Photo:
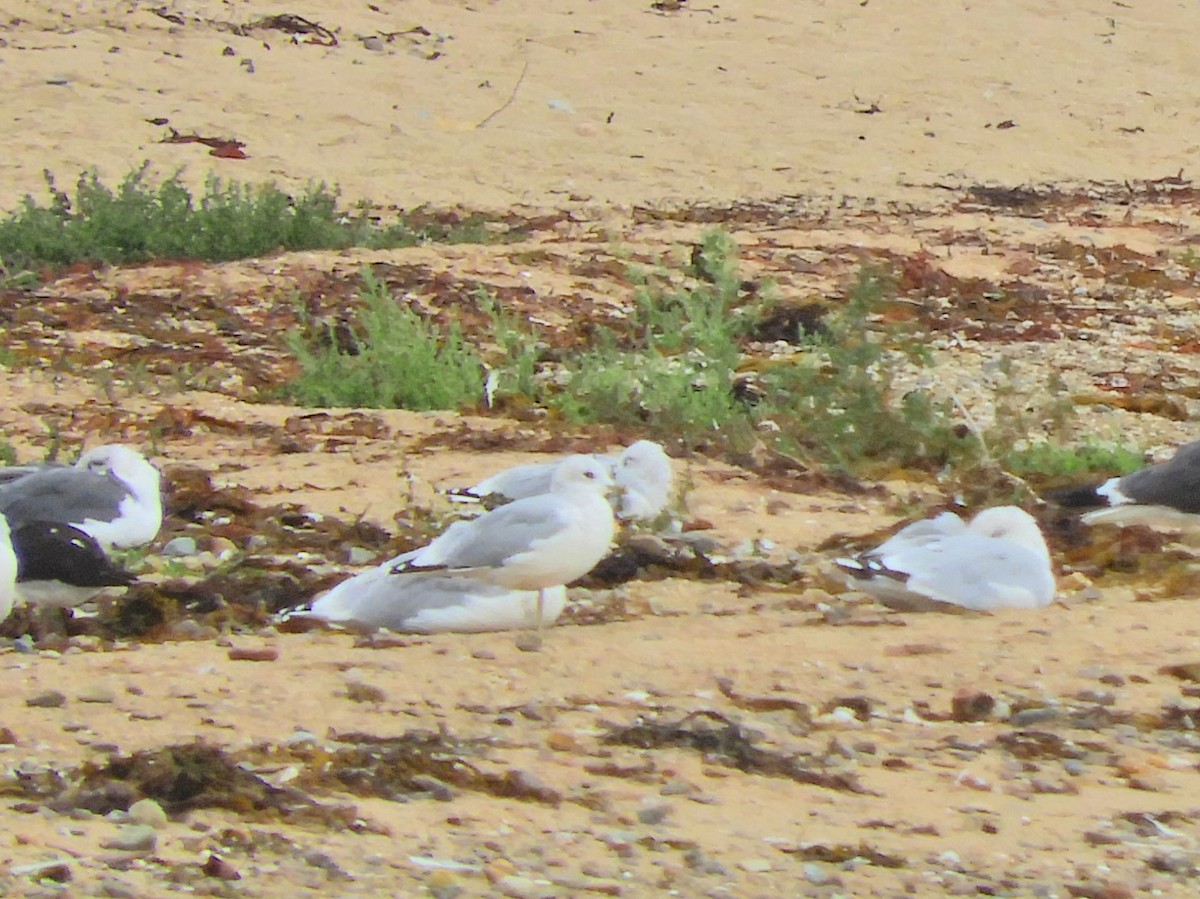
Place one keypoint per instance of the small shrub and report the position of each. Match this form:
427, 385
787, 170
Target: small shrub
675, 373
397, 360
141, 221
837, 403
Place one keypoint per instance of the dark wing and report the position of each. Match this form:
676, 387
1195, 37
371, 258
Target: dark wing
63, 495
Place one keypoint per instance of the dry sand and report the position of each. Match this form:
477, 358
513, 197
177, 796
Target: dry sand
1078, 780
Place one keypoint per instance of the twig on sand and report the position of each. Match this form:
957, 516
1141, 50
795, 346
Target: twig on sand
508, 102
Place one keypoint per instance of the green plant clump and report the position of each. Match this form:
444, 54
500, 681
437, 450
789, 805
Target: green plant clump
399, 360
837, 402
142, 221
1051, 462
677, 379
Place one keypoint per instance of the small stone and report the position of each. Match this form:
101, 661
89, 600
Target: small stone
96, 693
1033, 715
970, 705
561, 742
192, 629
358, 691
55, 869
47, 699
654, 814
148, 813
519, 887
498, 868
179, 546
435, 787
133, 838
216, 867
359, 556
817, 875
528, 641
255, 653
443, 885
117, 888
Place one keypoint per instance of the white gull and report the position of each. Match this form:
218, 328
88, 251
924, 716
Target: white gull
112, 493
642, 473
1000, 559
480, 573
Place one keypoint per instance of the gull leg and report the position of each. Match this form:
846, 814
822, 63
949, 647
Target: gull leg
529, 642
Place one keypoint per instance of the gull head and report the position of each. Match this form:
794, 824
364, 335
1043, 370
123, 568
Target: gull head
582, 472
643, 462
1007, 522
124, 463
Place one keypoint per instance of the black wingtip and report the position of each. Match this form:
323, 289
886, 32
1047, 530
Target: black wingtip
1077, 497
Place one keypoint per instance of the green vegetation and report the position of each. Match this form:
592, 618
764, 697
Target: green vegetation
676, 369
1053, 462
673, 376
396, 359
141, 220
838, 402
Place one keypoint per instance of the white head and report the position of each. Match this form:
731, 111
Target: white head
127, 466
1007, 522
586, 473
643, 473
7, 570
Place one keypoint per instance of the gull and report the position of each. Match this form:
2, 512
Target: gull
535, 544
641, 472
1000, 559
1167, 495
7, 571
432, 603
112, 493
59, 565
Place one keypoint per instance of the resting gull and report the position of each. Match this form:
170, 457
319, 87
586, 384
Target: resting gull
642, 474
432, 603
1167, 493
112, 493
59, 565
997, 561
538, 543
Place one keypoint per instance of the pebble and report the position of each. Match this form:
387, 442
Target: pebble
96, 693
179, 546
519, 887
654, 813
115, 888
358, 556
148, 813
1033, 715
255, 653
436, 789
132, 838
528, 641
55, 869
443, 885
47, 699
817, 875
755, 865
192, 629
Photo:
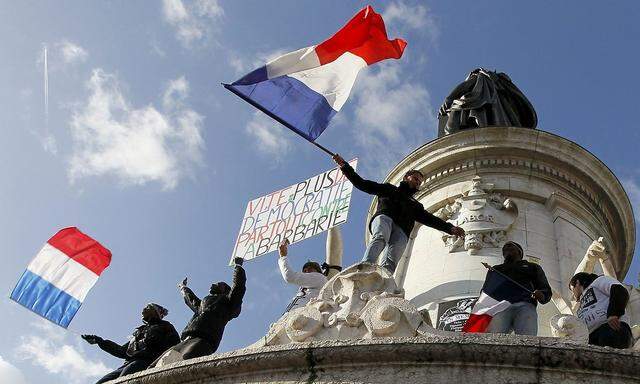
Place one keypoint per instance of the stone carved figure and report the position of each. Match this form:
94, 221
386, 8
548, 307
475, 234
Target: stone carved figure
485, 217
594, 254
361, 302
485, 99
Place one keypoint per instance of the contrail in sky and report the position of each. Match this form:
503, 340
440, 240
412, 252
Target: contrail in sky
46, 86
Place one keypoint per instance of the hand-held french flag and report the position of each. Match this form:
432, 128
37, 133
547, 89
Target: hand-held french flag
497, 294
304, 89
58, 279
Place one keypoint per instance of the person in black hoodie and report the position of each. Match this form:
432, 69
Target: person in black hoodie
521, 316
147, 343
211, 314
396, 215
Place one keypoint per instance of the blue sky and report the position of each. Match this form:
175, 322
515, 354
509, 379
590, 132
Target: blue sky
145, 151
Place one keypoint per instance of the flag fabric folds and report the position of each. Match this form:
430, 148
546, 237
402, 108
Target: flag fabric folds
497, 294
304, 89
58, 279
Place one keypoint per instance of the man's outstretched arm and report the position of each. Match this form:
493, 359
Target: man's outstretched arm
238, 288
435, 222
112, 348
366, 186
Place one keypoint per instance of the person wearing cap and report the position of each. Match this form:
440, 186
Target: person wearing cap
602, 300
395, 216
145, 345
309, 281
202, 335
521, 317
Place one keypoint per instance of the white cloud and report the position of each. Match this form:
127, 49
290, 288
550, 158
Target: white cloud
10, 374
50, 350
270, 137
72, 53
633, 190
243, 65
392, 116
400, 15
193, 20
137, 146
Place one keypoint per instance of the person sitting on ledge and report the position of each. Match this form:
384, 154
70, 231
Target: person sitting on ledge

================

_Exercise goal_
Reproduce every entry word for word, but omit the pictures.

_Answer to this exercise_
Photo:
Place one keypoint per instance of the small shrub and report the position of each. Match this form:
427, 385
787, 170
Target: small shrub
675, 373
397, 360
141, 221
837, 403
Place one keypoint per instance of the dark wing and report the position of each. Match this form:
676, 387
1195, 37
371, 258
Target: dark wing
63, 495
Place one keypoint per instance of the dry sand and report the position of each. Match this form:
477, 358
513, 197
177, 796
Target: dry sand
1078, 780
Place one keypoint per instance of the twig on sand and report the position of each. Match this form:
957, 516
1141, 50
795, 346
Target: twig on sand
508, 102
Place one keypoint per instance of the green plant clump and report the position of each. Match this form:
444, 54
500, 681
437, 450
789, 805
Target: green plant clump
399, 360
837, 402
142, 221
1051, 462
677, 379
Place one keypoint per instance of the small stone and report the position of each. Match this form:
101, 661
89, 600
Target: small stone
96, 693
1033, 715
970, 705
561, 742
192, 629
358, 691
55, 869
47, 699
654, 814
148, 813
519, 887
498, 868
179, 546
435, 787
133, 838
216, 867
359, 556
817, 875
528, 641
255, 653
443, 885
117, 888
Place one keypoint per instance of the white gull and report the position of each. Match this form:
218, 328
88, 251
924, 716
Target: white gull
112, 493
642, 473
1000, 559
480, 573
Place one keypoint per instance of the gull leg and report the position of each. Match this form:
846, 814
822, 63
949, 647
Target: gull leg
529, 642
Place one keypoint per instance of the gull head and report the position of each. Match this form:
794, 824
364, 335
1043, 370
123, 568
Target: gull head
582, 472
643, 462
1007, 522
124, 463
Place one keypoint per instance of the black wingtip and report the position of each. Match this form:
323, 289
886, 32
1047, 530
Target: black wingtip
1077, 497
Place one keypoint per instance of the green vegetation and report the position of each. Match this form:
592, 618
764, 697
Target: green vegetation
676, 369
1053, 462
673, 376
396, 359
141, 220
838, 402
Place one keypoint per instance of the white head and report the position of each. Match this form:
731, 111
Target: white head
127, 466
1007, 522
586, 473
643, 473
7, 570
Place one keypoint per instance of the gull and report the position of each. Match this form:
2, 512
Target: gull
535, 544
641, 472
1000, 559
1167, 495
7, 571
432, 603
112, 493
59, 565
Place one keypoint per instance of the resting gull and report the position of each. Match this form:
170, 457
319, 87
586, 384
Target: resting gull
642, 474
432, 603
1167, 493
112, 493
59, 565
997, 561
538, 543
Place one keypoint per instance of the pebble and report the position of each. Match this form:
387, 442
Target: pebble
96, 693
179, 546
519, 887
654, 813
115, 888
358, 556
148, 813
1033, 715
255, 653
436, 789
132, 838
528, 641
55, 869
443, 885
47, 699
817, 875
755, 865
192, 629
Photo:
Place one keypoint per instance of the stone carved figure and report the position of each. Match this form:
94, 221
386, 8
548, 307
475, 234
Target: stone carved figure
485, 217
594, 254
361, 302
485, 99
Place one keypoint per instance of the contrail in sky and report the position of each. Match this form:
503, 340
440, 240
412, 252
Target: contrail in sky
46, 86
Place one keypoint per instance of the hand-held french flag and report the position of each. Match this form:
432, 128
37, 133
547, 89
Target: hand-held french flag
497, 294
304, 89
58, 279
Place one keypoint per instance of the person in black hoodie and report the position of each. Match this form:
432, 69
Target: person in black hoodie
521, 316
147, 343
211, 314
396, 215
Place one keypoint per instance of the blue sky and report the position of each. Match this form:
175, 322
515, 354
509, 379
590, 132
Target: blue sky
145, 151
Place one keypoint per instance of the flag fabric folds and report the position of each. Match this form:
430, 148
546, 237
402, 108
Target: flag fabric folds
497, 294
304, 89
58, 279
Place one keypoint per instance of the man's outstretched arm and report the position of each. Match this form:
493, 359
Target: man's outstretched arm
238, 288
435, 222
112, 348
366, 186
Place one keypoint per instance of the person wearing cap and report the position of each. Match this form:
440, 186
Target: person wearing cap
602, 300
395, 216
145, 345
309, 281
202, 335
521, 317
Place one keypoint per instance of the white cloud and report the position of each. Match this form:
127, 49
290, 288
550, 158
Target: white cloud
10, 374
50, 350
270, 137
72, 53
633, 190
243, 65
392, 116
400, 15
193, 20
137, 146
Place one keypoint per instance of the person sitting on ledge and report the position of each. Match this form:
384, 154
70, 231
Target: person sitting on ledge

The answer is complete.